# [TEXT FOR ANALYSIS]
..........

American poet (born 1962)

Jeffery Renard Allen (born 1962) is an American poet, novelist, short story writer, and essayist. He is best known for his novels Rails Under My Back (2000) and Song of the Shank (2014), the latter of which was a finalist for the PEN/Faulkner Award for Fiction. Allen's work often explores African-American life and history through experimental language and innovative structure.

==Early life==
Jeffery Renard Allen was born in 1962 in Chicago, and raised on the South Side of Chicago, a neighborhood that he says informs the setting of his first novel Rails Under My Back and the stories in his collection Holding Pattern. For Allen, the 1980s in Chicago and other black communities across America represented an "apocalyptic moment" with the introduction of crack cocaine, the violence and other forms of destruction and devastation it brought, experiences that he feels have been underrepresented in literary fiction.

Allen attended public schools in Chicago, then completed all of his university education at the University of Illinois at Chicago, where he holds a Ph.D. in English (Creative Writing).

..........

Point-per-instance localization data:
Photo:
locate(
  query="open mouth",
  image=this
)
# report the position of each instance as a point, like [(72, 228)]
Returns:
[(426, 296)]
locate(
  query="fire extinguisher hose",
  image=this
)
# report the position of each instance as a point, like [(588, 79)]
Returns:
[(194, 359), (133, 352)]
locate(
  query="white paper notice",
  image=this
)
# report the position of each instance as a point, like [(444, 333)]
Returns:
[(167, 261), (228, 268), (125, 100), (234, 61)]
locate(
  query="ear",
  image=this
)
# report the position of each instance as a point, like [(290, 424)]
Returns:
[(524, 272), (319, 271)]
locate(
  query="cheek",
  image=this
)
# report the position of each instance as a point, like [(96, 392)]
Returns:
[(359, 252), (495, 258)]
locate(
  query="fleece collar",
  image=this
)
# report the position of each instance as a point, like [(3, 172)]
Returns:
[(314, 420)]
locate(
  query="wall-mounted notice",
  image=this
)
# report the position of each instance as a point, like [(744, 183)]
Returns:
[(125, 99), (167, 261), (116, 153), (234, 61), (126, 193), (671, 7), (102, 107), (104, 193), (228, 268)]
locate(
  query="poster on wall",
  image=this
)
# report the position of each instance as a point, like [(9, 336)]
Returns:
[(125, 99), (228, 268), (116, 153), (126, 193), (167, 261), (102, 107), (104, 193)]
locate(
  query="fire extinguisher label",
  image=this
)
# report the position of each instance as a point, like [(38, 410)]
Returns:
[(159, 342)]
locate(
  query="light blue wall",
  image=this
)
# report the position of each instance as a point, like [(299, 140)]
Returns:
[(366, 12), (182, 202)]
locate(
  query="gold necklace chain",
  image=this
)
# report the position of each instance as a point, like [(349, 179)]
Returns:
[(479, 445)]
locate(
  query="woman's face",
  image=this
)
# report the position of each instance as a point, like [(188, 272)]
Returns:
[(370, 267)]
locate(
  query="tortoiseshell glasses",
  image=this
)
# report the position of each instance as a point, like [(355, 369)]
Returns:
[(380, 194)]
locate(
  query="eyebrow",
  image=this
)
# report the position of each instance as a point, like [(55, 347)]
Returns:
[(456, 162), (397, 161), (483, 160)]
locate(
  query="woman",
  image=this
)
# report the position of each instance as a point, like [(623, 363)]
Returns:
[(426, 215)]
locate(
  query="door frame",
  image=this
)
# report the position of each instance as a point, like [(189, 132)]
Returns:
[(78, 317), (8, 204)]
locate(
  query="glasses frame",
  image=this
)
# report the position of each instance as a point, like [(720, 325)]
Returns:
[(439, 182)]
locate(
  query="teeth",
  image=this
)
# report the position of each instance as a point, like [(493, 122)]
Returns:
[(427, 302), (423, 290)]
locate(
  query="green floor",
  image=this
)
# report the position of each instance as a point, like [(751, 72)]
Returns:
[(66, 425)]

..........

# [REQUIREMENT 1]
According to the biography of Jeffery Renard Allen, which of his novels was a finalist for the PEN/Faulkner Award for Fiction?
# [REQUIREMENT 2]
From the biography of Jeffery Renard Allen, extract the passage starting with "Allen attended public" and going on through "English (Creative Writing).".

# [RESPONSE 1]
Song of the Shank (2014)

# [RESPONSE 2]
Allen attended public schools in Chicago, then completed all of his university education at the University of Illinois at Chicago, where he holds a Ph.D. in English (Creative Writing).